**Фрагмент текста:**

# # # # #

Я прошу понять меня правильно. Я не ратую за возвращение к «традиционному роману» с его стандартным аппаратом: подробно разработанными характерами, сюжетом, описаниями окружающей обстановки, изложением событий и фактов и прочим. Ни в коем случае. Если работающие сегодня в жанре nouveau roman намерены избавиться от этого традиционного багажа, я не против, был бы лишь толк. Посадите мужчину и женщину на скамейку в парке. Рассказывайте на десяти страницах о расположении парковых дорожек и об очертаниях кустарника, ни слова не сообщайте ни о мужчине, ни о женщине, разве что ему хочется коснуться ее тела. Может быть, хочется, а может, и нет. А возможно, это только кажется женщине. И о таком романе можно говорить. Гораздо любопытнее и примечательнее сама новая школа создания романа, и не потому, что в ней есть нечто ненормальное, а потому, что она сама себя воспринимает всерьез и к ней серьезно относятся. Она предлагает не только вышвырнуть весь традиционный багаж, но и отказаться от романа как такового. Провозглашается отречение от изначальной идеи, состоящей в том, что писателю есть о чем сказать, что он до известной степени способен воплотить свой замысел в словах, что он пишет о чем-то определенном, и читатель в состоянии до известной степени понять его. Остается лишь поток слов, но он не ведет к взаимопониманию. Такой роман мог явиться лишь результатом мезальянса между игривой французской семиотикой и напыщенностью американской школы. Но подобно некоторым сортам вин, эта французская игривость «расходится» плохо. В результате получается сущая бессмыслица, преподносимая с особой важностью, свойственной некоторым английским ведомствам, этакая торжественная йельская немецкость.

# # # # #

**Что нужно сделать:**
**A.** Почему, согласно фрагменту о новом романе, сама новая школа создания романа гораздо любопытнее и примечательнее?
**B.** От чего, кроме традиционного багажа, новая школа предлагает отказаться, согласно фрагменту о новом романе?
**C.** Перечислите все составляющие стандартного аппарата «традиционного романа», названные во фрагменте о новом романе.

**Данные привязки референциальных выражений:**
# # # # #

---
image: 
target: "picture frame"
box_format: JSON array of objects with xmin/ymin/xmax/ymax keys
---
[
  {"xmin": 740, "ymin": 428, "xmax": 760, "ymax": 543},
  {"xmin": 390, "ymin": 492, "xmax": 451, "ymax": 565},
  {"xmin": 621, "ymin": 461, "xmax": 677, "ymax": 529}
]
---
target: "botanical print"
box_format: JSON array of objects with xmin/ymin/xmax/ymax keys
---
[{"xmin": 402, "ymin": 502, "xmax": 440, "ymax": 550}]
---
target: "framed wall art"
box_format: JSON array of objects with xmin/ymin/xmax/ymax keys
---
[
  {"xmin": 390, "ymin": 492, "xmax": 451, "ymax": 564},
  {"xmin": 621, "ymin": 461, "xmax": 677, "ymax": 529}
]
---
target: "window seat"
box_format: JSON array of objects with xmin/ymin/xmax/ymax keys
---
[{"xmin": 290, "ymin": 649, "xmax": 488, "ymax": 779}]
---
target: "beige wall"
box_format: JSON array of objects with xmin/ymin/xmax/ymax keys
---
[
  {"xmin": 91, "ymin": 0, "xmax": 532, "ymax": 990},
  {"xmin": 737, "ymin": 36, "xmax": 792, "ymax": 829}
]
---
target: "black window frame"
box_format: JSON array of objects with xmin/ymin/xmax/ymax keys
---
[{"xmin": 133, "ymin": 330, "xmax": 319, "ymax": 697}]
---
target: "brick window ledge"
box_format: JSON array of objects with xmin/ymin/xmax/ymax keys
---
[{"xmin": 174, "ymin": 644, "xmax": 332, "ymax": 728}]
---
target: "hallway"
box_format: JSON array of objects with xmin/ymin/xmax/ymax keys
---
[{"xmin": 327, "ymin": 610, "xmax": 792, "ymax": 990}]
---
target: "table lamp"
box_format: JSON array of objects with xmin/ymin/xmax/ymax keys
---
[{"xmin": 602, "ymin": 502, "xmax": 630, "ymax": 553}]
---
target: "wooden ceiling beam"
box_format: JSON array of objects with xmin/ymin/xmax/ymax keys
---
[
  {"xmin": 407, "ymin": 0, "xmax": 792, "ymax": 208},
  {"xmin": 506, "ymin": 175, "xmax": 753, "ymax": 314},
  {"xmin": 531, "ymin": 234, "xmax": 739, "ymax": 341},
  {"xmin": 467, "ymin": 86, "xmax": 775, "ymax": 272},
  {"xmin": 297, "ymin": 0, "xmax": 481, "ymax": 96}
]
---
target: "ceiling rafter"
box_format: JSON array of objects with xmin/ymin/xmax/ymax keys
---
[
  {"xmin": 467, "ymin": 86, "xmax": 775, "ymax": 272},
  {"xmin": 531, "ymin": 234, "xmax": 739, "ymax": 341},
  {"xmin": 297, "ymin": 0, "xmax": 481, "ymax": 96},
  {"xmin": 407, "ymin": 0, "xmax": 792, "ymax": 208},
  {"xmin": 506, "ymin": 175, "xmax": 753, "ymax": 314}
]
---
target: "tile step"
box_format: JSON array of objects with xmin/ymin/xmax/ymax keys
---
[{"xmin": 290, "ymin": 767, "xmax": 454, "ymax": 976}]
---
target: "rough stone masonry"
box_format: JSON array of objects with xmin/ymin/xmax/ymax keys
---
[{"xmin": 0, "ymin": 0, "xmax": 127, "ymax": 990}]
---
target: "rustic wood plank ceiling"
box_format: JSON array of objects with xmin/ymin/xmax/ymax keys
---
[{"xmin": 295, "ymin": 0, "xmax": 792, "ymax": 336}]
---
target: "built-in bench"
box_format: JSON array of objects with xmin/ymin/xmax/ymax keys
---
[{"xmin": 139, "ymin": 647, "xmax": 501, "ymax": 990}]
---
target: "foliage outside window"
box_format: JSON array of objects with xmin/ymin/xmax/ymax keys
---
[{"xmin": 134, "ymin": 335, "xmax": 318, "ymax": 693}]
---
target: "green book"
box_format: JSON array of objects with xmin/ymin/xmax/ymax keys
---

# # # # #

**Ответы на задания:**
**A.** Дело не в том, что в ней есть нечто ненормальное. Она сама себя воспринимает всерьез, и к ней серьезно относятся.

**B.** От романа как такового.

**C.**
- подробно разработанные характеры
- сюжет
- описания окружающей обстановки
- изложение событий и фактов